WHAT IS BEING ASKED:
All that is needed is the line containing "# response body" together with each line after it, transcribed exactly to the end of the records.

Items from a data source
--------

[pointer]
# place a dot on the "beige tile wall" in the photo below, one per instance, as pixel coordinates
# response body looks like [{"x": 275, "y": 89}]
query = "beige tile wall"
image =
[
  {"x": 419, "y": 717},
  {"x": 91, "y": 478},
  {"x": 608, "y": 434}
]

--------

EXERCISE RESPONSE:
# response body looks like [{"x": 275, "y": 89}]
query = "beige tile wall"
image =
[
  {"x": 419, "y": 717},
  {"x": 91, "y": 478},
  {"x": 608, "y": 434}
]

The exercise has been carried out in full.